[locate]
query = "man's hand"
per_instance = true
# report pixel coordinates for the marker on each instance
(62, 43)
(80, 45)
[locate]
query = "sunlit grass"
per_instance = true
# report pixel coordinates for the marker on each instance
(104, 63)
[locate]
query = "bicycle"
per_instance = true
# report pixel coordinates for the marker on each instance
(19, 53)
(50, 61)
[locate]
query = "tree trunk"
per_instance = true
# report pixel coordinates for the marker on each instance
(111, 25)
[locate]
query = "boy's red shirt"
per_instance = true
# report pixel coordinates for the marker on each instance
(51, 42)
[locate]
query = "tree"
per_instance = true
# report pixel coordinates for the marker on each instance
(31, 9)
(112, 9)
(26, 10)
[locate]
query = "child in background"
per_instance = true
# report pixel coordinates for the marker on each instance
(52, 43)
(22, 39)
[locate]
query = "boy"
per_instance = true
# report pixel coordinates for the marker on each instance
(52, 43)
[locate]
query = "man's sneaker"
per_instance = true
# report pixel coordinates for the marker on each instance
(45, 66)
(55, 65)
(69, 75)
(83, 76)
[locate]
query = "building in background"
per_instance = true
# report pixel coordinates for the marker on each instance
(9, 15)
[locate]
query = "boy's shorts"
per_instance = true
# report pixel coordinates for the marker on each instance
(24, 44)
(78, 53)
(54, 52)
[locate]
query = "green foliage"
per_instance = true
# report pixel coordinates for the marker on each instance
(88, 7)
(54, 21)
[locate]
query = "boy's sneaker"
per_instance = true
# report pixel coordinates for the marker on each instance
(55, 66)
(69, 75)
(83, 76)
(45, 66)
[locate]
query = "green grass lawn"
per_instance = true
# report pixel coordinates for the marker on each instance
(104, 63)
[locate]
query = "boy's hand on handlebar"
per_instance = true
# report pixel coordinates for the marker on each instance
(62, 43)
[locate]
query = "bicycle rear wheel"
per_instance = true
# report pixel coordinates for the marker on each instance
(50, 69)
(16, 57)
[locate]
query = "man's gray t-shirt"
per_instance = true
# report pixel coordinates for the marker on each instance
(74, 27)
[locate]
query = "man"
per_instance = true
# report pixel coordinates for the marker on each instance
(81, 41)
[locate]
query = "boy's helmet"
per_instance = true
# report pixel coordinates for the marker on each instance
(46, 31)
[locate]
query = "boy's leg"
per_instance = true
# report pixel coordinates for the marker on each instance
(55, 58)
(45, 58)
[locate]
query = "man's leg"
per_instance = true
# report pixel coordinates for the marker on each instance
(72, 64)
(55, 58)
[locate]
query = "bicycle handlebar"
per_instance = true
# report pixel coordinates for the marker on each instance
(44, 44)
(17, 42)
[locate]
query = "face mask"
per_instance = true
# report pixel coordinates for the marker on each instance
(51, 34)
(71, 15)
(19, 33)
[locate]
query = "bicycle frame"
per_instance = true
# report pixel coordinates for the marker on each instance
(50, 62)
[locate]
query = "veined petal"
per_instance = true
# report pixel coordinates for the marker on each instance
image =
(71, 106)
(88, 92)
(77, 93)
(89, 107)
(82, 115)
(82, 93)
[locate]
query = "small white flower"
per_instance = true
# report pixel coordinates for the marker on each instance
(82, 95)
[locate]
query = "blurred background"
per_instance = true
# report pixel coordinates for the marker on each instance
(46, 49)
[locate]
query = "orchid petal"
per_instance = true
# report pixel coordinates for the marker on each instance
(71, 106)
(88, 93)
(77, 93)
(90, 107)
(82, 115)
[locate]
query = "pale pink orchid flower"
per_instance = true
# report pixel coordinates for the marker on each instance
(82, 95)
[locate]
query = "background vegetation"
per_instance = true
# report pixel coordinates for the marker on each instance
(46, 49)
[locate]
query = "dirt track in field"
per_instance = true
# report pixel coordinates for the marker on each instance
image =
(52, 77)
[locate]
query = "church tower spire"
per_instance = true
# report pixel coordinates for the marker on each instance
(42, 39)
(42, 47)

# # # #

## To do
Return all of the above records exactly, leaving no line out.

## Response
[locate]
query = "man's hand"
per_instance = true
# report pixel coordinates for the marker on each instance
(62, 43)
(80, 45)
[locate]
query = "sunlit grass"
per_instance = true
# report pixel coordinates for the marker on each instance
(104, 63)
[locate]
query = "bicycle"
per_instance = true
# report pixel coordinates for the marker on each instance
(19, 53)
(50, 61)
[locate]
query = "tree trunk"
per_instance = true
# report pixel coordinates for the marker on each instance
(111, 25)
[locate]
query = "boy's red shirt"
per_instance = true
# report pixel coordinates for the marker on each instance
(51, 42)
[locate]
query = "tree"
per_instance = true
# report pixel coordinates for the marker on each instance
(31, 9)
(112, 9)
(26, 10)
[locate]
query = "child in background"
per_instance = true
# report pixel coordinates for the marker on each instance
(52, 43)
(22, 39)
[locate]
query = "boy"
per_instance = true
# report pixel coordinates for the marker on each instance
(52, 43)
[locate]
query = "man's sneaker"
per_instance = true
# report pixel coordinates for the marker on each instance
(45, 66)
(55, 65)
(69, 75)
(83, 76)
[locate]
query = "building in background"
per_instance = true
# report pixel coordinates for the marker on each instance
(9, 15)
[locate]
query = "boy's shorts"
per_instance = true
# report pixel coordinates for the marker on each instance
(24, 44)
(78, 53)
(54, 52)
[locate]
query = "green foliage"
per_instance = true
# report pixel coordinates for the marker on each instance
(88, 7)
(54, 21)
[locate]
query = "boy's sneaker"
per_instance = true
# report pixel coordinates for the marker on each instance
(55, 66)
(69, 75)
(83, 76)
(45, 66)
[locate]
query = "green grass lawn"
per_instance = true
# report pixel coordinates for the marker on each instance
(104, 63)
[locate]
query = "boy's hand on handlebar"
per_instance = true
# report pixel coordinates for the marker on each instance
(62, 43)
[locate]
query = "bicycle rear wheel"
per_instance = true
# report pixel coordinates for the marker on each instance
(50, 69)
(16, 57)
[locate]
query = "man's gray t-shirt"
per_instance = true
# report pixel coordinates for the marker on each instance
(74, 27)
[locate]
query = "man"
per_instance = true
# report pixel coordinates for the marker on each instance
(81, 41)
[locate]
query = "boy's helmet"
per_instance = true
# report pixel coordinates for the marker on each instance
(46, 31)
[locate]
query = "boy's leg"
per_instance = true
# report pixel coordinates for the marker on each instance
(55, 58)
(45, 58)
[locate]
query = "man's leg"
per_instance = true
# report pixel coordinates for the marker on each instance
(72, 64)
(55, 58)
[locate]
query = "bicycle handlebar"
per_instance = true
# report pixel coordinates for the marker on each instance
(44, 44)
(17, 42)
[locate]
query = "face mask"
per_instance = true
# report pixel coordinates for the marker on each instance
(51, 34)
(71, 15)
(19, 33)
[locate]
query = "bicycle frame"
per_instance = true
# report pixel coordinates for the marker on each instance
(50, 62)
[locate]
query = "veined petal"
per_instance = true
# report pixel coordinates for the marker on each instance
image =
(71, 106)
(88, 92)
(77, 93)
(89, 107)
(82, 115)
(82, 93)
[locate]
query = "small white flower"
per_instance = true
# report pixel coordinates for the marker on each instance
(82, 95)
[locate]
query = "blurred background"
per_instance = true
# report pixel coordinates for the marker on each instance
(46, 49)
[locate]
query = "orchid petal"
per_instance = true
# report pixel coordinates for the marker on each instance
(71, 106)
(88, 93)
(77, 93)
(90, 107)
(82, 115)
[locate]
query = "pale pink orchid flower"
per_instance = true
# report pixel coordinates for the marker on each instance
(82, 95)
[locate]
query = "background vegetation"
per_instance = true
# report pixel coordinates for the marker on each instance
(46, 49)
[locate]
query = "dirt track in field"
per_instance = true
# report pixel coordinates for the marker on each instance
image =
(52, 77)
[locate]
query = "church tower spire"
per_instance = true
# report pixel coordinates for the marker on each instance
(42, 39)
(42, 47)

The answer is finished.